> Excerpted passage
# # # # # # #
Religious Right to Abortion: A Recent U.S. Appeals Court Decision

Frederick Mark Gedicks is Guy Anderson Chair and Professor of Law at the J. Reuben Clark Law School, Brigham Young University.

An appeals court in the U.S. state of Indiana recently found a religious right to abortion under the state’s religious freedom statute (Individual Members of the Med. Licensing Bd. v. Anonymous Plaintiff 1 (Indiana Ct. App. Apr. 4, 2024)). However startling its holding, the court’s analysis is doctrinally orthodox, closely following U.S. Supreme Court precedent applying the First Amendment’s Free Exercise Clause and the 1993 federal Religious Freedom Restoration Act to claims for religious exemptions.

The Indiana court refused to second-guess the claim that Indiana’s restrictive abortion law significantly interfered with the plaintiffs’ ability to live their religion, just as the U.S. Supreme Court refused to question Hobby Lobby’s claim that health insurance coverage of certain contraceptives violated its religious beliefs about the beginning of human life.
# # # # # # #
> Data items

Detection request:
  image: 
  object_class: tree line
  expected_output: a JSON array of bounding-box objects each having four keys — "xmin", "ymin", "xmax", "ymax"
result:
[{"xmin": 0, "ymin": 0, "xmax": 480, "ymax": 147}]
# # # # # # #
> Required actions
a) According to the commentary on the Indiana appeals court ruling, why is the court's analysis doctrinally orthodox?
b) Transcribe the commentary on the Indiana abortion ruling from "Religious Right to Abortion: A" to "Brigham Young University.".
c) Go on with the commentary on the Indiana abortion ruling, starting after its final sentence.

> Answers by task
a) The court's analysis is doctrinally orthodox because it closely follows U.S. Supreme Court precedent that applies the First Amendment's Free Exercise Clause and the 1993 federal Religious Freedom Restoration Act to claims for religious exemptions.

b)
Religious Right to Abortion: A Recent U.S. Appeals Court Decision

Frederick Mark Gedicks is Guy Anderson Chair and Professor of Law at the J. Reuben Clark Law School, Brigham Young University.

c)
Next, the court rejected the state’s claim that the abortion law furthers its compelling need to protect human life after fertilization, noting the law’s many exceptions: for the disposal of fertilized ova in in vitro fertilization and for abortions when the life or health of the pregnant person is at risk, when pregnancy results from rape or incest, or when the fetus suffers from a “lethal anomaly.”

Finally, the court rejected the state’s claim that the restrictive abortion law was the least-restrictive means of achieving those interests. Noting that the law permits abortion in circumstances that prioritize the life and health of the pregnant person, the court found that the state could not deny a religious exemption that also prioritized life and health.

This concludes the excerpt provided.